List every line of the rows below that contains the word "road", copying each such line in full. Case counts.

══ DATA FOR THIS EXERCISE

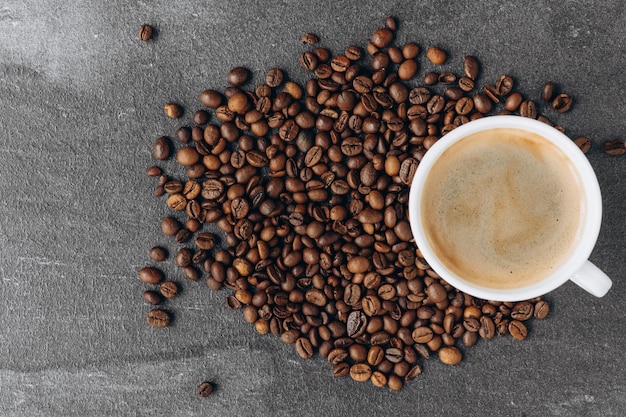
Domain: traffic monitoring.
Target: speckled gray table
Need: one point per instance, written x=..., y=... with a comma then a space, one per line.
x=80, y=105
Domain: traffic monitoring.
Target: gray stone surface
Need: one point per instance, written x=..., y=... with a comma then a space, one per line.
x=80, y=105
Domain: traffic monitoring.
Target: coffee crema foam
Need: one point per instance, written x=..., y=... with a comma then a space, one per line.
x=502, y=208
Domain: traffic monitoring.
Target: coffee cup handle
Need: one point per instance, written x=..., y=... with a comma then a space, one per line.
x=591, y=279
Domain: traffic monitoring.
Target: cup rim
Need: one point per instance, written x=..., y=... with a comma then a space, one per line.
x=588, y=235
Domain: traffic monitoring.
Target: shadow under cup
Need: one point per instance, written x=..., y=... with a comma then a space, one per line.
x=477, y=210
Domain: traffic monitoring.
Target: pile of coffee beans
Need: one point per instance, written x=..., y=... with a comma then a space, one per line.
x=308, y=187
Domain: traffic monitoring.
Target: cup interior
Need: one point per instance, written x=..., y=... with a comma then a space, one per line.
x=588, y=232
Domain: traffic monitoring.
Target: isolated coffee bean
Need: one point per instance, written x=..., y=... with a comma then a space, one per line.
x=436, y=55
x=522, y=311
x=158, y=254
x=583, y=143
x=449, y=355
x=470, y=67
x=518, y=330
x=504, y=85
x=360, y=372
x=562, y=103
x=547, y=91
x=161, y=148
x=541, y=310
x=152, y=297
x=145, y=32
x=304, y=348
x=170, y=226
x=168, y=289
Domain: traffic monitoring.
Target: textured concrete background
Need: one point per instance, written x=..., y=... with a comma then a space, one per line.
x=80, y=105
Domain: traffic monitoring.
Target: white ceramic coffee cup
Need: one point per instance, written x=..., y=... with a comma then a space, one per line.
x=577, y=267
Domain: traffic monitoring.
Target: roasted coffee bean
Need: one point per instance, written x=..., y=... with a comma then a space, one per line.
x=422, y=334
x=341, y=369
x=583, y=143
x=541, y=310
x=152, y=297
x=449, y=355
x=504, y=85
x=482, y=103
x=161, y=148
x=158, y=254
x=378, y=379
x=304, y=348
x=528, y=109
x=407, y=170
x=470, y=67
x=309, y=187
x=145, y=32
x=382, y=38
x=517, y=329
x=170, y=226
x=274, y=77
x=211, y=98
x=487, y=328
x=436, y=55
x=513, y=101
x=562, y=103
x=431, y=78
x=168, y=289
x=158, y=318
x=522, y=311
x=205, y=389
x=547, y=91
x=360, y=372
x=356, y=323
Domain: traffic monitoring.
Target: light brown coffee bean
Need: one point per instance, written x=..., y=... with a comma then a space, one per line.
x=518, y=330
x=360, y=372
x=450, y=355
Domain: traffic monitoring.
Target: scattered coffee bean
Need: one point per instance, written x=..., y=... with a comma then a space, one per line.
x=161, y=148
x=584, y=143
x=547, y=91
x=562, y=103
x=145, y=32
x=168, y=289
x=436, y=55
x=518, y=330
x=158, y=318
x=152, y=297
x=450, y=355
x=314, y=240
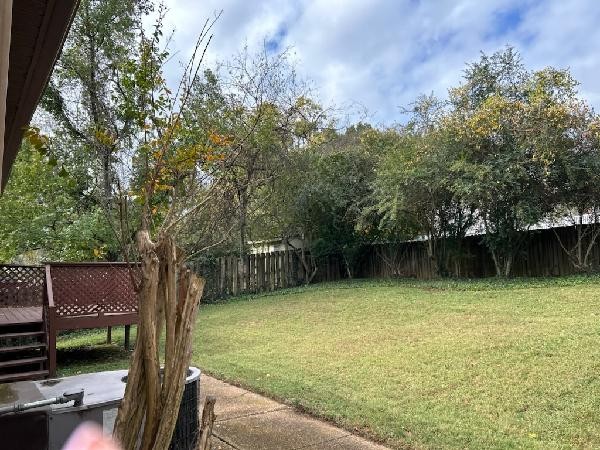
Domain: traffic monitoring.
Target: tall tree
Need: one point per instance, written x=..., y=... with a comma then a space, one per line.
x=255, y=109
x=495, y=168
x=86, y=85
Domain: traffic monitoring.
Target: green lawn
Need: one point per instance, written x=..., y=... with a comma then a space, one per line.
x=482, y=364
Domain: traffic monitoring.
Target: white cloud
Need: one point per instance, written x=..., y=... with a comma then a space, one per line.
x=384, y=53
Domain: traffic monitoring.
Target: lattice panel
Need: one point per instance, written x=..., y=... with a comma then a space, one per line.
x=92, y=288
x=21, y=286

════
══ DATA FOR THIS EXERCISE

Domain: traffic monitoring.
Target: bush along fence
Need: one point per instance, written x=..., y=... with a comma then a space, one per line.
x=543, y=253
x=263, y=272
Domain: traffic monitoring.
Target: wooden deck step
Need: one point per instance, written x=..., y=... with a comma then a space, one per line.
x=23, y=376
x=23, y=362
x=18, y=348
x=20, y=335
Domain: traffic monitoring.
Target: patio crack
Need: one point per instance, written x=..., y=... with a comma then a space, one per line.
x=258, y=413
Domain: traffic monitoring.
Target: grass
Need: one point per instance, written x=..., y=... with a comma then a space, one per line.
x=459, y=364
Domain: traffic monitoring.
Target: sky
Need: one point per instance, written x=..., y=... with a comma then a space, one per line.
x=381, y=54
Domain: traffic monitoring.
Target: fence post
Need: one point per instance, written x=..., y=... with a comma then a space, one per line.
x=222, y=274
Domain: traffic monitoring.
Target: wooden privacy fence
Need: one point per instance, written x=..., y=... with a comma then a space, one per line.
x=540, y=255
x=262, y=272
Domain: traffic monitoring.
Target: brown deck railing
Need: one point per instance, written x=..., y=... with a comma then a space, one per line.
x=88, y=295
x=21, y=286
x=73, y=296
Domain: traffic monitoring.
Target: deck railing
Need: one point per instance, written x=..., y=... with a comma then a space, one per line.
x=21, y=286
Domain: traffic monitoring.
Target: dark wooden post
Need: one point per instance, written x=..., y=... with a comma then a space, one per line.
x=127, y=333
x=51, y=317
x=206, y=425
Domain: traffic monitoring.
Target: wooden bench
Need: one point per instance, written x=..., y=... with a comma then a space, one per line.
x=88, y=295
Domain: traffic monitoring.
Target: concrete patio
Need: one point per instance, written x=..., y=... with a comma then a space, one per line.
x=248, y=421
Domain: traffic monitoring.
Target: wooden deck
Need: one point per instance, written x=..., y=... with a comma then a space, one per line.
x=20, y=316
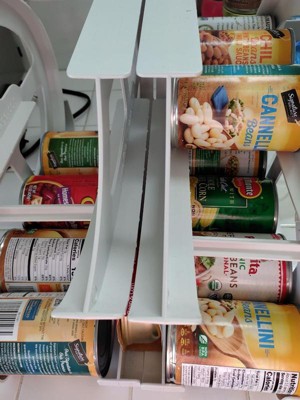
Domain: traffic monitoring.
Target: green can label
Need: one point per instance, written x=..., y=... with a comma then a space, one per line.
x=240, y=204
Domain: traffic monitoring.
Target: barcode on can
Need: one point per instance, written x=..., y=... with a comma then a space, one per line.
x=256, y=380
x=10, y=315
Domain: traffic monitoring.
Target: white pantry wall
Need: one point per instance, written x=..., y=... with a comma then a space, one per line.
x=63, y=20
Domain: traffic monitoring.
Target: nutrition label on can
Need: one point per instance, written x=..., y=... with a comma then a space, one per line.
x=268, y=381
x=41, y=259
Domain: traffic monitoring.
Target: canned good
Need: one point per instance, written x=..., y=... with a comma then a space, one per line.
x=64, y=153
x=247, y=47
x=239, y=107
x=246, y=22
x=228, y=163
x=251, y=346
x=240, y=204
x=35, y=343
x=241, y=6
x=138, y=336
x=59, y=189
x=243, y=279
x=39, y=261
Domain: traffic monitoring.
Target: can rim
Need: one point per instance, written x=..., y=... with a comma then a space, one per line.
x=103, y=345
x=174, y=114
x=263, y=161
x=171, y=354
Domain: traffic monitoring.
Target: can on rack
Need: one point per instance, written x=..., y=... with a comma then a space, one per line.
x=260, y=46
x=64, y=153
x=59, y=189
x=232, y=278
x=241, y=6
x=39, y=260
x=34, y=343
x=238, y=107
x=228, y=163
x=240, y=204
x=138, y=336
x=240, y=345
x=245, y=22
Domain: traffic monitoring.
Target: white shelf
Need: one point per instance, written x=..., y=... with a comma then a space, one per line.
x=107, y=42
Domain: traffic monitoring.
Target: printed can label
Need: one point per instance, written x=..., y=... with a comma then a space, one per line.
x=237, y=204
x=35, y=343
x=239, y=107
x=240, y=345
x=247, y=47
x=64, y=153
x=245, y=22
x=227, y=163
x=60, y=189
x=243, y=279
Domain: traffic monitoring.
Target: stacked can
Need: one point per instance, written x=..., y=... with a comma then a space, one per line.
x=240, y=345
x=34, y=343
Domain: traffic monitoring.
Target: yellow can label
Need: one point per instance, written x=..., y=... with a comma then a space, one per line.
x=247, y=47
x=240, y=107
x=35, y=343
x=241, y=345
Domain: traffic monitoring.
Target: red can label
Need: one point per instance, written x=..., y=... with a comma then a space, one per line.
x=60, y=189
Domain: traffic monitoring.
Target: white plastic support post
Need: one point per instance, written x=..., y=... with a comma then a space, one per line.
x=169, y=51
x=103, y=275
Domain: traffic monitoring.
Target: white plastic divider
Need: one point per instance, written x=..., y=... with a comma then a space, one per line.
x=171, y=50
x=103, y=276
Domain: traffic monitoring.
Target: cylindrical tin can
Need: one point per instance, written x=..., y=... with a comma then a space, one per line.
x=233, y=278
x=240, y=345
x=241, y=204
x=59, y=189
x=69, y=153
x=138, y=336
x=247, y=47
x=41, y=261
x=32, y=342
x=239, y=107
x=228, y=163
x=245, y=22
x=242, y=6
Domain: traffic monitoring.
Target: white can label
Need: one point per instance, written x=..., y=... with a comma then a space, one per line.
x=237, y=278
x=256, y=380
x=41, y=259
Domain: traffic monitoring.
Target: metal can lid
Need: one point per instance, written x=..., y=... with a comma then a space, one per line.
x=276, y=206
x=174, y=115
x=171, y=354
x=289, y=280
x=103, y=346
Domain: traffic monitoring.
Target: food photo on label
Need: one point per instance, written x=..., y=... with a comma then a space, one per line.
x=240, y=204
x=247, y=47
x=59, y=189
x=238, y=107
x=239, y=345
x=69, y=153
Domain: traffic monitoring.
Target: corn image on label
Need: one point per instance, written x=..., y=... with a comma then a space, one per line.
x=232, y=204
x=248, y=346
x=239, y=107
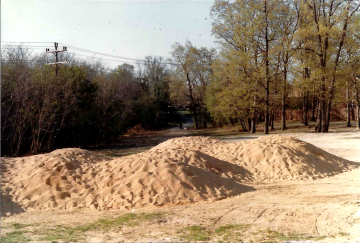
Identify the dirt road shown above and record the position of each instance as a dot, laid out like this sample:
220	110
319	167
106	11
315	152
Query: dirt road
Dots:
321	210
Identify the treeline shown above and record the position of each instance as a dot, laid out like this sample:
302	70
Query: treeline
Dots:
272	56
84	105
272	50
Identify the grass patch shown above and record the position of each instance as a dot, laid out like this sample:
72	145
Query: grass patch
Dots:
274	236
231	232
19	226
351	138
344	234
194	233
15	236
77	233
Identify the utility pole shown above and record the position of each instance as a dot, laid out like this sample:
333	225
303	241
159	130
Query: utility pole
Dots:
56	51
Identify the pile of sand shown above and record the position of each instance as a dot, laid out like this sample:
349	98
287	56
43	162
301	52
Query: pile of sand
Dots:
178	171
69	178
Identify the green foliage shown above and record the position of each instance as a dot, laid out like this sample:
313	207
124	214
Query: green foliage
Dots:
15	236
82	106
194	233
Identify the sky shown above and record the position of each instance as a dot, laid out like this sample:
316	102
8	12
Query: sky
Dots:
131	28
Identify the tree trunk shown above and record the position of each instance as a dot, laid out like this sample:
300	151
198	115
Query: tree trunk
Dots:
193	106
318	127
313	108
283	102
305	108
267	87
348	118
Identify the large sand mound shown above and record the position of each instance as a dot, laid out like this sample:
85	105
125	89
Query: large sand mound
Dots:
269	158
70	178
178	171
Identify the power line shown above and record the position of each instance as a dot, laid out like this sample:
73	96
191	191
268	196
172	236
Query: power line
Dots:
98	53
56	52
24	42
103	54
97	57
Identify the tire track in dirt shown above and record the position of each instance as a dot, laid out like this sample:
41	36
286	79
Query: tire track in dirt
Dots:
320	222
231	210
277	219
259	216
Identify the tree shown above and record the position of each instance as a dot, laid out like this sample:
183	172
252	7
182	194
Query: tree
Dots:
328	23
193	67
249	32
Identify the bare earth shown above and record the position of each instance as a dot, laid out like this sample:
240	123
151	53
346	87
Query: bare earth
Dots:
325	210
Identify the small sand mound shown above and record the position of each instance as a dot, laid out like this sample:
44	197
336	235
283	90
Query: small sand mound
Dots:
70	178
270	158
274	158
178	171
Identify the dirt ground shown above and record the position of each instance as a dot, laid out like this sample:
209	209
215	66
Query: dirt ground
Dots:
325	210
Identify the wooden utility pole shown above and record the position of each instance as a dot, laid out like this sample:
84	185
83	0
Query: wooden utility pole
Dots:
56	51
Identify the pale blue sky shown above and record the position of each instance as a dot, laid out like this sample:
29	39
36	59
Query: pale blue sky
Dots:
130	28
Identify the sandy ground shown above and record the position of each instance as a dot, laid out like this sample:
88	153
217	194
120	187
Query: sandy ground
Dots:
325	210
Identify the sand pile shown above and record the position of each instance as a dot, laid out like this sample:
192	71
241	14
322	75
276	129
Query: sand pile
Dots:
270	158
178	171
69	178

════

TASK RESULT:
Identify the dirt road shown above and record the position of each instance as a dot, laid out like this sample:
Query: dirt road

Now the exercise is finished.